==== TRECHO DO TEXTO ====

Durante a Guerra Civil Espanhola, o ainda jovem Orwell alistou-se voluntariamente para lutar contra o fascismo. Foi enviado para os arredores da cidade de Huesca, vivendo numa trincheira feita de lama e detritos. Nas ofensivas, o general costumava apontar para a muralha e gritar: amanhã tomaremos café em Huesca! O que nunca aconteceu, visto que eles nunca conseguiram tomar a cidade, mas, para Orwell, foi aquela promessa de banquete que o manteve vivo e permitiu sua volta para casa.

Note que o general não prometeu medalhas e condecorações, não afiançou que iria erigir um monumento com o nome de cada soldado. Ele prometeu bolos e croissants numa cidade a 900 metros deles. Cabe reconhecer, não era um projeto descabido.

Nestes últimos anos, em que o fantasma do fascismo voltou a assombrar, noto que cada um adotou sua própria estratégia de sobrevivência e eu acho que encontrei a minha. Fugir.

Nem que seja por algumas semanas.

==== MATERIAL FORNECIDO ====

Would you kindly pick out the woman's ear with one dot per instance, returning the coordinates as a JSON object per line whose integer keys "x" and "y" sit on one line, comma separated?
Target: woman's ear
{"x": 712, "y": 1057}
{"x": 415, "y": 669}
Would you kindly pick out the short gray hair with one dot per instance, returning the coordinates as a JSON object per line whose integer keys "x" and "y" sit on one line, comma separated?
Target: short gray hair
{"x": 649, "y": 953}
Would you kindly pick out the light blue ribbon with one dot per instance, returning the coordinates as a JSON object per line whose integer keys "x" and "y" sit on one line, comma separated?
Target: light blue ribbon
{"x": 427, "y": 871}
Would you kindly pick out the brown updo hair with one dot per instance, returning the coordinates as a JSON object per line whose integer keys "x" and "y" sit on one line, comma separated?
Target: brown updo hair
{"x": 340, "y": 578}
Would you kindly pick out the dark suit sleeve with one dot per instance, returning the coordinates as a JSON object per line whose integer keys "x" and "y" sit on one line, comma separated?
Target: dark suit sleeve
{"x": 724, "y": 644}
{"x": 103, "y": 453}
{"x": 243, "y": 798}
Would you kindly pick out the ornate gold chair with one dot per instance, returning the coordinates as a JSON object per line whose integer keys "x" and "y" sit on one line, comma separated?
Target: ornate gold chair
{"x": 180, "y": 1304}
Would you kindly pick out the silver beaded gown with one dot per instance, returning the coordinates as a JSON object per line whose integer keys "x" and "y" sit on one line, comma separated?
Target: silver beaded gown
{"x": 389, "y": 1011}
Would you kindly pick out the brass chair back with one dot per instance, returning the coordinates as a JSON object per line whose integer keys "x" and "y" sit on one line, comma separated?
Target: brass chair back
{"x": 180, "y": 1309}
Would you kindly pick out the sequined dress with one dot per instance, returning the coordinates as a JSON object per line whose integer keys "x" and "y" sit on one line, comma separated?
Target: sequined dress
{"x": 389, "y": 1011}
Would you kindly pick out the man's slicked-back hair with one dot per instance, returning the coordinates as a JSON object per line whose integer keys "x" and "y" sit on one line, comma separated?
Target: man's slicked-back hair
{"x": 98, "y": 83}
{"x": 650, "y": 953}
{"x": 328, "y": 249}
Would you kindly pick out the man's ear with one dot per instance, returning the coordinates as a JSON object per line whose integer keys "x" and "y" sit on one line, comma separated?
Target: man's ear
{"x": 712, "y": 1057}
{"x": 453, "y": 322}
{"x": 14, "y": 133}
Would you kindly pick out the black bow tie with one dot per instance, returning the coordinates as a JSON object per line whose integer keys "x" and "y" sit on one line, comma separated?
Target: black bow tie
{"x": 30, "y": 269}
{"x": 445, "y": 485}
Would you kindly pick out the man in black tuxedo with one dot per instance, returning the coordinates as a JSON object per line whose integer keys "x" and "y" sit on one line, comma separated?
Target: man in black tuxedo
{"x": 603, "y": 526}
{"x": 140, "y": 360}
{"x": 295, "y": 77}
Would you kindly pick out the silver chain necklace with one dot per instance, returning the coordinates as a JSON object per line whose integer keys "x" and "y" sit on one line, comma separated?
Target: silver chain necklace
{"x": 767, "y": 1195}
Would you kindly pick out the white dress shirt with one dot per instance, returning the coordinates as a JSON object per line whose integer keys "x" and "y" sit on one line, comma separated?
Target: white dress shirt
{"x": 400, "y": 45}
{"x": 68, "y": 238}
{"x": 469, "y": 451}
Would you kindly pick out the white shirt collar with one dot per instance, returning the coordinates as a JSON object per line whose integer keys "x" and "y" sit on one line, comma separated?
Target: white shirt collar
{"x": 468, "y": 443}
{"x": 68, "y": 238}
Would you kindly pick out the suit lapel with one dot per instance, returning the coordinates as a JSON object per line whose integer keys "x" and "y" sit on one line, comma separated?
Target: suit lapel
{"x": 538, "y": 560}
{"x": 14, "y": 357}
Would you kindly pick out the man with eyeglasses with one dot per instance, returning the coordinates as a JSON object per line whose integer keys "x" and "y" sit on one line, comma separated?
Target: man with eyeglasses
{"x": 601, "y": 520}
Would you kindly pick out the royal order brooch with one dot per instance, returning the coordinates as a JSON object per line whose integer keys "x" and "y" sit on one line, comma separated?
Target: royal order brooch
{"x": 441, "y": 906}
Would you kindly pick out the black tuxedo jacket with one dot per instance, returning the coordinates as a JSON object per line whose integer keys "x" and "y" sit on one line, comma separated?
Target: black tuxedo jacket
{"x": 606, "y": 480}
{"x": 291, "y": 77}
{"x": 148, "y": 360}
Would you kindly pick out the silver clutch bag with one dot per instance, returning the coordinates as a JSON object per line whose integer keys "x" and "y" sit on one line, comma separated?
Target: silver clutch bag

====

** OBJETIVO A **
Indique se cada afirmação concorda com o texto sobre Orwell em Huesca, respondendo sim ou não e citando literalmente as palavras do texto que decidem a resposta: (i) O general prometeu medalhas aos soldados. (ii) A cidade ficava a 900 metros dos soldados. (iii) Os soldados conseguiram tomar Huesca.
** OBJETIVO B **
Liste todos os alimentos e bebidas específicos mencionados no texto sobre Orwell em Huesca.
** OBJETIVO C **
Retome o texto sobre Orwell e a promessa de café em Huesca, escrevendo a continuação a partir da última frase apresentada.

** RESPOSTA A **
(i) Não: "o general não prometeu medalhas e condecorações".
(ii) Sim: "numa cidade a 900 metros deles".
(iii) Não: "eles nunca conseguiram tomar a cidade".

** RESPOSTA B **
café, bolos, croissants

** RESPOSTA C **
Outro dia, no Airbnb, eu vi a imagem de um lugar. Uma cabana de madeira da década de trinta. Piano e lareira, renas e ovelhas, um desses cenários que ilustrariam o paraíso em folhetos evangélicos, mas com um acréscimo: ela estava rodeada por montanhas de neve de onde despencavam SETENTA E DUAS cachoeiras. E a água se dissipava antes de tocar o chão, criando uma poeira d’água que formava um ARCO-ÍRIS PERENE.

Uma das imagens mais idílicas que eu já vi na vida, nem os protestantes imaginaram algo tão celestial.

No site de hospedagem, achei graça dos comentários dos hóspedes anteriores. Depois de pernoitarem naquele pedaço do Olimpo, lamentavam não haver lá um roupão de banho ou um cinzeiro ou qualquer outra banalidade que me pareceria irrelevante quando se está habitando o eldorado platinado. Se aquele oásis não agradou a todos, o quê neste mundo agradaria??

Por fim, para minha surpresa, a casa me era acessível. Eu poderia alugá-la, se quisesse. Eu não esperava por isso. Tive um momento de hesitação, como alguém que recebe mais do que deveria aceitar. Tudo naquela paisagem era esplendoroso demais para uma vida prosaica demais. Eu fiquei mesmo hesitante.

Mas lembrei de Orwell. E, sem nenhum tipo de planejamento, aluguei a casa das 72 cachoeiras.

Dentro ou fora da guerra civil, soldados precisam de um sonho para viver. Amanhã eu vou tomar café em Huesca e seja o que Deus quiser.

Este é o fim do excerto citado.